We all feel a little lethargic when the weather is terrible, and it’s almost always dark. Read on to find out how cold affects your body and health.
Doctors confirm that some people may experience health problems during the cold season. This is especially true for those over 65 years old who already suffer from serious diseases.
However, young people should also be careful in the cold season. We will talk about health risks that are exacerbated in winter.
Studies have shown that the likelihood of blood clots increases in the winter. The authors of a study conducted by a hospital in Nice suggested that respiratory tract infections, more common during the cold season, could make patients more vulnerable to blood clots. They also hypothesized that cold weather could cause blood vessels to constrict, increasing the chance of thrombosis.
A recent study found that people exposed to cold are more likely to suffer a heart attack. Researchers at Lund University in Sweden found that the average number of heart attacks per day was significantly higher in cold weather compared to warm weather. When the average temperature was below zero, it brought four more heart attacks a day.
It is believed that the risk of heart attacks is higher in cold weather because the body reacts to the sensation of cold by constricting superficial blood vessels. This increases blood flow through the arteries and reduces heat levels in the skin.
The body begins to tremble, and the pulse rate increases to warm all the limbs – these “responses” of the body can put additional stress on the heart and sometimes end in seizures.

> _WHAT YOU WILL DO_
1. List every place name that appears in the text on cold weather and health.
2. Reproduce the passage in the text on cold weather and health, starting with "A recent study" and going on through "end in seizures.".
The records after this point can be ignored.

> _SOURCE DATA_
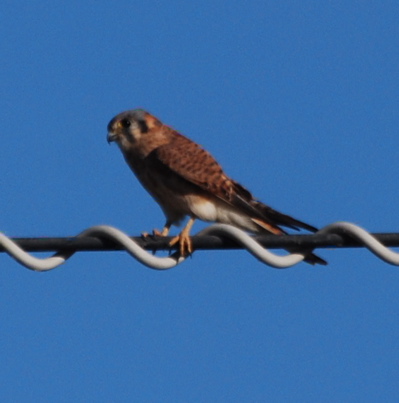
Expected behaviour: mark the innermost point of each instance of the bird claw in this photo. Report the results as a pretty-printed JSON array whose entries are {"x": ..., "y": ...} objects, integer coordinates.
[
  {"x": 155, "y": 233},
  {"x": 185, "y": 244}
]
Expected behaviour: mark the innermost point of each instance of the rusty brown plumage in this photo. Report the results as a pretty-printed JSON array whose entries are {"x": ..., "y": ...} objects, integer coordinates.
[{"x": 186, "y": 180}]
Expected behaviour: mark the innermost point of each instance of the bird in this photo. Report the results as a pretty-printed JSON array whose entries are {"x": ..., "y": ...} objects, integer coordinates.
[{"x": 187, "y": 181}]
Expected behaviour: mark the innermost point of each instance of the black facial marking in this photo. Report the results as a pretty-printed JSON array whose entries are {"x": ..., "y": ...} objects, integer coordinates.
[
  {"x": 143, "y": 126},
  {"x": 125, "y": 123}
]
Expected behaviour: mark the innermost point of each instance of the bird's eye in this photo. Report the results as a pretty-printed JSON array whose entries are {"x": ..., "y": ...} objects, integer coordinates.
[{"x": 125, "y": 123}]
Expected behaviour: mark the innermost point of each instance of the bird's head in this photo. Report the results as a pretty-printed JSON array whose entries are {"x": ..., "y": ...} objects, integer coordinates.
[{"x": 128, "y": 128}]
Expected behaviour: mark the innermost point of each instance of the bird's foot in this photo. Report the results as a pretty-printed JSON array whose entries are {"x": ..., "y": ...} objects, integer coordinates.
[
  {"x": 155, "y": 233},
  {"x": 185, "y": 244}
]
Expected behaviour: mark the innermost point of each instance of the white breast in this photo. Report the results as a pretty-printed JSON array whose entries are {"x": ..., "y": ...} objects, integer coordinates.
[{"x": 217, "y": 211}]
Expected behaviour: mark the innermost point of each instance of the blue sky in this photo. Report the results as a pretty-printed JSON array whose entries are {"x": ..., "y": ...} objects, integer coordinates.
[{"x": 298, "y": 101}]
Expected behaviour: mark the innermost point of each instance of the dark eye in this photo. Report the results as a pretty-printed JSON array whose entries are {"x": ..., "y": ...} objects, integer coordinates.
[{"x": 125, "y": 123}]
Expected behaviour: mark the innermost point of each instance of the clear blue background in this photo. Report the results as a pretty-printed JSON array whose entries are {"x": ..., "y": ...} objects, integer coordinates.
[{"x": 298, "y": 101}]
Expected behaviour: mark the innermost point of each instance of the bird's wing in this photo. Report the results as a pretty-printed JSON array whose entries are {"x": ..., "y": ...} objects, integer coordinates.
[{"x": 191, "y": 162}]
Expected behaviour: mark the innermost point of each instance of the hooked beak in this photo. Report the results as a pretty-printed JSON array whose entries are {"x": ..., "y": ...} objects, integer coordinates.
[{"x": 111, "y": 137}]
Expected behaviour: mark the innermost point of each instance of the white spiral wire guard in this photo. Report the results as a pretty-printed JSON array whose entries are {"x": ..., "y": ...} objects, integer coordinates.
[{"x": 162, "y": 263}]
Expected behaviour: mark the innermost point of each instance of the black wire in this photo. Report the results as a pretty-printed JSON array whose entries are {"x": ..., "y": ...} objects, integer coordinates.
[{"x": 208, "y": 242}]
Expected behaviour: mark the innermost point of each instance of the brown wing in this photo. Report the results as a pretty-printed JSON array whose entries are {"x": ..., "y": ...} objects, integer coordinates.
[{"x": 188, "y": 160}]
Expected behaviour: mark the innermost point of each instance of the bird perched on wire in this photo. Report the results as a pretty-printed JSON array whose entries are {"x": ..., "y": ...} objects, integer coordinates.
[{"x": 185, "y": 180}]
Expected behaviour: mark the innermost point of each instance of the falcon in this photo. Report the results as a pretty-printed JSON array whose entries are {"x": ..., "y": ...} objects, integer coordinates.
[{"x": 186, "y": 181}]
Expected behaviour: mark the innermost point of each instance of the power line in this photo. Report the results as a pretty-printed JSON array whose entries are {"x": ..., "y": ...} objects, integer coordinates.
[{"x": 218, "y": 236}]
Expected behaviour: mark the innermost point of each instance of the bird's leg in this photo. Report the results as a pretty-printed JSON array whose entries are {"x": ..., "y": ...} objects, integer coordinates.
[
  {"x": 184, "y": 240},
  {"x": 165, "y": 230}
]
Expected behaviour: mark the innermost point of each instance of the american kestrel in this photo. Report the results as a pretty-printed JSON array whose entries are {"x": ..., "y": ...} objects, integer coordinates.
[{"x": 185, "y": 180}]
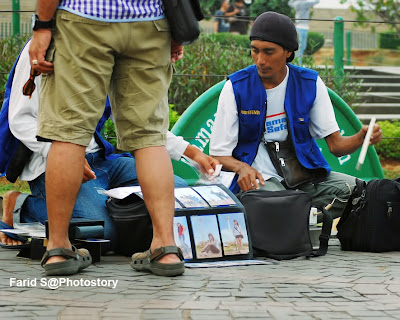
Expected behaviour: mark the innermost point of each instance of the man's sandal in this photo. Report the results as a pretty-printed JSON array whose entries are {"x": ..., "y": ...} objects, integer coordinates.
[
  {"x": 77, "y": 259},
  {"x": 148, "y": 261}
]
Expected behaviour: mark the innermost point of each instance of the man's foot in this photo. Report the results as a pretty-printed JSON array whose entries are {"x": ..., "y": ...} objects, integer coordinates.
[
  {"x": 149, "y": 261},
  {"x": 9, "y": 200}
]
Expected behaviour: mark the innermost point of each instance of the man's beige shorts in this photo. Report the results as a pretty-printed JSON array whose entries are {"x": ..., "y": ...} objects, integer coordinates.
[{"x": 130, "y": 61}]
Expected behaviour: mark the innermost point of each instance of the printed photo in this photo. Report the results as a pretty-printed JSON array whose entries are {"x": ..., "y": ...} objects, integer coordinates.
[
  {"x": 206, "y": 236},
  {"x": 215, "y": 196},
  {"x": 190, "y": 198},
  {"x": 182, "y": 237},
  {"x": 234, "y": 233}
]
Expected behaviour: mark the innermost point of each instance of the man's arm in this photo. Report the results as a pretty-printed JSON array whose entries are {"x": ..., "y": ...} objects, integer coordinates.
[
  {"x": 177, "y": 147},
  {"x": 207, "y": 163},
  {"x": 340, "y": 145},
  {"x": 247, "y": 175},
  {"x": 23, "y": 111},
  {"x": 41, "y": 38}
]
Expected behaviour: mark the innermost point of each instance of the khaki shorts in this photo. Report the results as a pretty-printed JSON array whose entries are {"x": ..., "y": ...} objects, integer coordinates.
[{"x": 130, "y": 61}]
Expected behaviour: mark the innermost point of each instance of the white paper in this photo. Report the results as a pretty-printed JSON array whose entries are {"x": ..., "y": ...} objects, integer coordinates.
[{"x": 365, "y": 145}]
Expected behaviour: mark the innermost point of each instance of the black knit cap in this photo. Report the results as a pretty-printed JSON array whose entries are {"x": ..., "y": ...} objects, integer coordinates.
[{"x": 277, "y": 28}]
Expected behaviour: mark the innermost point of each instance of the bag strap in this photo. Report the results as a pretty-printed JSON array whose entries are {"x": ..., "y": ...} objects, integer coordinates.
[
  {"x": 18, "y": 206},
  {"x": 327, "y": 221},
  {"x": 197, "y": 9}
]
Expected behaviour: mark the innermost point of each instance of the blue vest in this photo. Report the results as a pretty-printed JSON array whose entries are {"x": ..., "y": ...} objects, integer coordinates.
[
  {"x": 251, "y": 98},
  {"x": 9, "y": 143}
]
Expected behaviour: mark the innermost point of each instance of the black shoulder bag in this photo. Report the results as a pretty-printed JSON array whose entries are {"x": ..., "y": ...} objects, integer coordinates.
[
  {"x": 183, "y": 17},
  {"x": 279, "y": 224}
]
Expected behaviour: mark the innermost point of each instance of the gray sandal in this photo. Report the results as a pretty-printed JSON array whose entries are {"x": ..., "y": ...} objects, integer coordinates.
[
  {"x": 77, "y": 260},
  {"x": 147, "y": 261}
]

> _RESPONSES IN ORDER_
1. Nice, Lund, Sweden

2.
A recent study found that people exposed to cold are more likely to suffer a heart attack. Researchers at Lund University in Sweden found that the average number of heart attacks per day was significantly higher in cold weather compared to warm weather. When the average temperature was below zero, it brought four more heart attacks a day.
It is believed that the risk of heart attacks is higher in cold weather because the body reacts to the sensation of cold by constricting superficial blood vessels. This increases blood flow through the arteries and reduces heat levels in the skin.
The body begins to tremble, and the pulse rate increases to warm all the limbs – these “responses” of the body can put additional stress on the heart and sometimes end in seizures.